What you are asked to do:
Copy out the lines word for word, everything from the line containing "Target: boot lace" down to the line containing "(1101, 118)", both included, and nothing else.

───── Records to process ─────

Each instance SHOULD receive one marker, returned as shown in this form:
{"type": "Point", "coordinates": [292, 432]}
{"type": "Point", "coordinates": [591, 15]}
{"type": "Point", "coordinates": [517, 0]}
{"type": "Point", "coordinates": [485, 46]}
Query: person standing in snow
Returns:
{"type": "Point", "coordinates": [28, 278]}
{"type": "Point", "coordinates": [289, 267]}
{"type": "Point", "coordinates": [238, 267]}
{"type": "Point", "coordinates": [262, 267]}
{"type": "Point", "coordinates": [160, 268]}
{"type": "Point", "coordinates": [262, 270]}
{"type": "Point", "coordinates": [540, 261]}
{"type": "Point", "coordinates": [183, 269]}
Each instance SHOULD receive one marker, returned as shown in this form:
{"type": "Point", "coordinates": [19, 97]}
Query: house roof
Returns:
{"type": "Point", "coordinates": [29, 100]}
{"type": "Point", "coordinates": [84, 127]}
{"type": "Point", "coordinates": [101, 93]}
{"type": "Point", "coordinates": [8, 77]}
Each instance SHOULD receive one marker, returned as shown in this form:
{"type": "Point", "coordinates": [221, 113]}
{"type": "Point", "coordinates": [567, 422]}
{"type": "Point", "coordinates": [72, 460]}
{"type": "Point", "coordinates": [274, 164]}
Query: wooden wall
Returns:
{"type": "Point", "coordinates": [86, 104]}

─────
───── Records to process ─────

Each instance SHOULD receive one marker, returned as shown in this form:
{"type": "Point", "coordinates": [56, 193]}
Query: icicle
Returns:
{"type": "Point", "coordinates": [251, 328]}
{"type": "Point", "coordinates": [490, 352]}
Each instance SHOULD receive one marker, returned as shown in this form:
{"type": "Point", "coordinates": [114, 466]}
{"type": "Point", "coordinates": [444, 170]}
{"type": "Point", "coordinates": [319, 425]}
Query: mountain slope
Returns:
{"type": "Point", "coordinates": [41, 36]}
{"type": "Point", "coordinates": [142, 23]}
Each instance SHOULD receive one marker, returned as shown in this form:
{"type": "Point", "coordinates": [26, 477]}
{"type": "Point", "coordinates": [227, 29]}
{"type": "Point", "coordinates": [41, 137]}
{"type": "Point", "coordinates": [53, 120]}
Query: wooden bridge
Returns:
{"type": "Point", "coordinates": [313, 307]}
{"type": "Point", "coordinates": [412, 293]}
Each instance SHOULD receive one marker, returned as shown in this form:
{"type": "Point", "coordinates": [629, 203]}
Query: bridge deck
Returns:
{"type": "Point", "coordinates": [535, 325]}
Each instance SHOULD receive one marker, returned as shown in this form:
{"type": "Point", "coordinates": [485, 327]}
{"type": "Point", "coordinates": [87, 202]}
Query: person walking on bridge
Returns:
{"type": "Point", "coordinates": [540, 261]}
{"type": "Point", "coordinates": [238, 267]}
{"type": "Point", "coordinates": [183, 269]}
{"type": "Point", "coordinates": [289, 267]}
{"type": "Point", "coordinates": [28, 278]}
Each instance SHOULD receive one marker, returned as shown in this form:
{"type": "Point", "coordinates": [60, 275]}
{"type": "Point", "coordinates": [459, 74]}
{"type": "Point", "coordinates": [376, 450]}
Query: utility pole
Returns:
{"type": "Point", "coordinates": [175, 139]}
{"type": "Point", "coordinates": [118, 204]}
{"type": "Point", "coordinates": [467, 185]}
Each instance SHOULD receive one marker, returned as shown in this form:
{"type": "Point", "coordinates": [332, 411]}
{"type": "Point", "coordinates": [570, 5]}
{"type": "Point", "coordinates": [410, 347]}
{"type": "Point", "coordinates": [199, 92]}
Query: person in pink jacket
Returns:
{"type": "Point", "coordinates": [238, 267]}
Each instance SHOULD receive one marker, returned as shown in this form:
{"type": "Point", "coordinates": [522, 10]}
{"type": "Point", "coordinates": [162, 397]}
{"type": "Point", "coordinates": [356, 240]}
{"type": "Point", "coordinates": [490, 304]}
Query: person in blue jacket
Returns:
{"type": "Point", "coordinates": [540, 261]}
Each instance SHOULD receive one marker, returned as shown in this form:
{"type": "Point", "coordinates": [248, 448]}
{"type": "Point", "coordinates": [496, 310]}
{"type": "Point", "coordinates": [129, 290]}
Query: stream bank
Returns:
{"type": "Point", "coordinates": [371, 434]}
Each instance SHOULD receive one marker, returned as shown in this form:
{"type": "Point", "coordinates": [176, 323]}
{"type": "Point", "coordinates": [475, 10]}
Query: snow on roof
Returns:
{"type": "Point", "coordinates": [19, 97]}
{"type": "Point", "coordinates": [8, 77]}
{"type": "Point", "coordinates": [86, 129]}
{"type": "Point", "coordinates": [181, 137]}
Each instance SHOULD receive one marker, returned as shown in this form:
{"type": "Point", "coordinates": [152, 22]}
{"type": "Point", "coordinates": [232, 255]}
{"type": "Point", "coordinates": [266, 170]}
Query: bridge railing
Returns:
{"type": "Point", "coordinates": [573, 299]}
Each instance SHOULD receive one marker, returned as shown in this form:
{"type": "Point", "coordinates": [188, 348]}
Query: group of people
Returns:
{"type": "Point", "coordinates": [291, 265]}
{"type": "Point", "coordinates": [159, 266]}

─────
───── Records to process ─────

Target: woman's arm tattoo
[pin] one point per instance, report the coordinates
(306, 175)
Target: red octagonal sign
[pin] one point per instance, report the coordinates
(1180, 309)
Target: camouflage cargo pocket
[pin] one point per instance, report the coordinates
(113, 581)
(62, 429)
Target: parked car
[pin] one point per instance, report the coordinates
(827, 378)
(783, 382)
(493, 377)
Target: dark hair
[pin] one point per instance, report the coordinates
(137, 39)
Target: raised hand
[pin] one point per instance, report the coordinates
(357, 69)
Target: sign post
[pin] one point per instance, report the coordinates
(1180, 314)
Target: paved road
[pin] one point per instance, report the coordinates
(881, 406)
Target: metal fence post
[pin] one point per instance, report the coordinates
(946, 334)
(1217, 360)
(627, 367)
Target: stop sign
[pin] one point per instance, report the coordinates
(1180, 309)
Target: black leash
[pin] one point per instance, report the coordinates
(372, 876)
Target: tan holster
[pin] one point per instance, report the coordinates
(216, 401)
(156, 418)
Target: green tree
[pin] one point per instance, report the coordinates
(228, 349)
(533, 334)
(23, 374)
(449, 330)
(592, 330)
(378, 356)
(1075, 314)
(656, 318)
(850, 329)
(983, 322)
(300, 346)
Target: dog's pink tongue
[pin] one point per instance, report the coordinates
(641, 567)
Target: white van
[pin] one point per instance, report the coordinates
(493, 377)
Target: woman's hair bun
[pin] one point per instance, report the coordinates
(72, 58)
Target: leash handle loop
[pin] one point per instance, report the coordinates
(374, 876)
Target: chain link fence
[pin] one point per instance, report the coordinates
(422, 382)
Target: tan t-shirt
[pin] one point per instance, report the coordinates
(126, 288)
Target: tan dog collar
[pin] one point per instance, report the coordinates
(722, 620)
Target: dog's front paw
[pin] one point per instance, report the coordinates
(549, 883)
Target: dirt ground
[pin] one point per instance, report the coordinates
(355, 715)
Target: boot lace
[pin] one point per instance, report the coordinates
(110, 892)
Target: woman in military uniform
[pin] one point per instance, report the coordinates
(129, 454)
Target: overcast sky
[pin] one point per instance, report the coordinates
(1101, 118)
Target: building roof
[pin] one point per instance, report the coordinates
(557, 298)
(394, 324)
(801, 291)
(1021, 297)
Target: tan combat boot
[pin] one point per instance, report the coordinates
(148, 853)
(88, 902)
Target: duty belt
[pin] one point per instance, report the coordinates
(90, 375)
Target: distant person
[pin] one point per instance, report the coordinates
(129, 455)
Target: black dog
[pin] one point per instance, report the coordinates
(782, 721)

─────

Finished exercise:
Target: boot lace
[pin] one point per instance, report the coordinates
(110, 892)
Target: woman in military uniform
[pin] one point per instance, report the coordinates
(129, 454)
Target: overcast sky
[pin] one point per instance, report the coordinates
(1101, 118)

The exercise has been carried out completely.